剣豪小説の中で,記憶に残る立会いのひとつが,吉川英治『宮本武蔵』での,柳生四天王と武蔵との戦いのシーンだが,それがフィクションとわかっていても,ついその眼で柳生一族を見てしまう。それについては,すでに書いたことがある。

http://blogs.dion.ne.jp/ppnet/archives/11180208.html

いまひとつは,本書でも指摘しているが,五味康祐の『柳生連也斎』での連也斎と武蔵の弟子鈴木綱四郎との立ち会いシーンだ。

いずれにも,小説に過ぎない。本書は,戦国時代,織豊の戦乱を生き残り,家康に見出されることで地歩を固めて以降,柳生宗厳(むねよし)石舟斎,柳生宗矩,柳生十兵衛三厳(みつよし)を中心に,柳生家の歴史をたどる。

中心は,戦国時代を,松永,筒井,信長,秀長,家康となんとか生き延びようとする戦国の小領主でありつつ,しかし上泉伊勢守から新陰流の印可を受けた剣豪でもある柳生宗厳石舟斎。

#### データ抜粋:
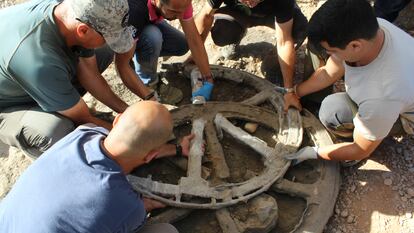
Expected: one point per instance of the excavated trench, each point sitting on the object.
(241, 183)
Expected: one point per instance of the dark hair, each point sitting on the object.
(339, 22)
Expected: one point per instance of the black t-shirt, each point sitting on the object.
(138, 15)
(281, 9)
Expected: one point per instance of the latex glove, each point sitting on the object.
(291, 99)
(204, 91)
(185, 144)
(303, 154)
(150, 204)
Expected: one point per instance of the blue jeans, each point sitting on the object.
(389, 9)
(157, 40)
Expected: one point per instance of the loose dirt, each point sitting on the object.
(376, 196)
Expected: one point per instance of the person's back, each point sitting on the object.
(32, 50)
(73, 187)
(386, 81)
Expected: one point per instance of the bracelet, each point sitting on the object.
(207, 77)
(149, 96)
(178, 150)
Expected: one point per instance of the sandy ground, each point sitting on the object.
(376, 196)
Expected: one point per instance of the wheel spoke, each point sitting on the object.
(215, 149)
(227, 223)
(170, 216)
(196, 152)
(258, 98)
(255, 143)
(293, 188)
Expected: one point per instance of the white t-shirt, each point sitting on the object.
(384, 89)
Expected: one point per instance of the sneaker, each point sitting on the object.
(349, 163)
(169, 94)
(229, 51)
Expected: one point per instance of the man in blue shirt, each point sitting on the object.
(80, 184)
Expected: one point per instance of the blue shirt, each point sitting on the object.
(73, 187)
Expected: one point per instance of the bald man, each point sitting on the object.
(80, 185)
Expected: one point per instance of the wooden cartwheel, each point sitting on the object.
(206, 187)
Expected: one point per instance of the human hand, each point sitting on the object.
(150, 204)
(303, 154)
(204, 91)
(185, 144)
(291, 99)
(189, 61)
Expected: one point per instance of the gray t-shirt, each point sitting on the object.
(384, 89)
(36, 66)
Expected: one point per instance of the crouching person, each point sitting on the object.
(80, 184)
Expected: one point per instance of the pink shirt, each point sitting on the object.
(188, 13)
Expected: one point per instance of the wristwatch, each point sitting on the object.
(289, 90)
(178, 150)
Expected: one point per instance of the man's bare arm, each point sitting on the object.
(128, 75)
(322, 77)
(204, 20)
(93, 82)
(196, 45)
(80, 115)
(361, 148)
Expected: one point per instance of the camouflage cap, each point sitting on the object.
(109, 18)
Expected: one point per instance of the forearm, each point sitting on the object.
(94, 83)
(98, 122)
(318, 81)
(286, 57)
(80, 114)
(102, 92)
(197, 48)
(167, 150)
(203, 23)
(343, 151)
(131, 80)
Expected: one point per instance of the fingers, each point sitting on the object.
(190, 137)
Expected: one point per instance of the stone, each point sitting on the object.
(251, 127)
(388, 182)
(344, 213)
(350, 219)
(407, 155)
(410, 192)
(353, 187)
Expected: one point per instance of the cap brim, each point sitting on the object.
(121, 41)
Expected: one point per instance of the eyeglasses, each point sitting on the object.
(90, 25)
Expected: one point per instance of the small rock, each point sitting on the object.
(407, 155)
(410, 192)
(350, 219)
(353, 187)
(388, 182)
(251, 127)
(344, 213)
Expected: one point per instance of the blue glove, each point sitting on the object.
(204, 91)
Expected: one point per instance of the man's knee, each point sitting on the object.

#### 出題 A:
エントリーのうち、「Expected: one point per instance of the eyeglasses, each」を含む行から始めて、エントリーの最後の行まで書き直してください。その際、「small rock」を「pebble」に置き換え、それ以外はすべてそのまま残してください。
#### 出題 B:
柳生家の歴史をたどる本についての紹介文を、最後の文のあとから書き継いでください。

#### 解答例 A:
Expected: one point per instance of the eyeglasses, each point sitting on the object.
(90, 25)
Expected: one point per instance of the pebble, each point sitting on the object.
(407, 155)
(410, 192)
(350, 219)
(353, 187)
(388, 182)
(251, 127)
(344, 213)
Expected: one point per instance of the blue glove, each point sitting on the object.
(204, 91)
Expected: one point per instance of the man's knee, each point sitting on the object.

#### 解答例 B:
戦国時代にもかかわらず,流祖伊勢守の新陰流の特色は,

戦国末期の諸流が一般に本源としていた,戦場における甲冑武者剣術―介者剣術刀法・理合を徹底的に革新して,人性に自然・自由・活発な剣術を創めた,

といわれるもので,その本質は,

敵の動きに随って,無理なく転変して勝つ刀法,

といわれ,

一方的に敵を圧倒し尽くして勝つことが能ではなく,敵と我との相対的な関係,千変万化する働きのもとに成り立っている,

とする。この兵法観の背後にあるのは,

禅の思想であり,石舟斎も参禅したし,宗矩も沢庵とも深い交わりがあり,

剣禅一如

の境地を進化させている。このあたり,武蔵の『五輪書』と読み比べると,「石火のあたり」「紅葉の打ち」というように,間合いにしろ,相手との駆け引きは同じでも,武蔵が,圧倒的な膂力を前提にしているということがよくわかる。

宗矩と武蔵は同時代人だが,武蔵は牢人であり続け,島原の乱では,養子伊織の仕える小笠原家に陣借りして,参陣し,石垣から転落して負傷したのに対して,宗矩は,家光政権の惣目付として,一万石の大名に上り詰め,家光をして,

吾,天下統御の道は,宗矩に学びたり,

と言わしめる幕閣のひとりでもあった。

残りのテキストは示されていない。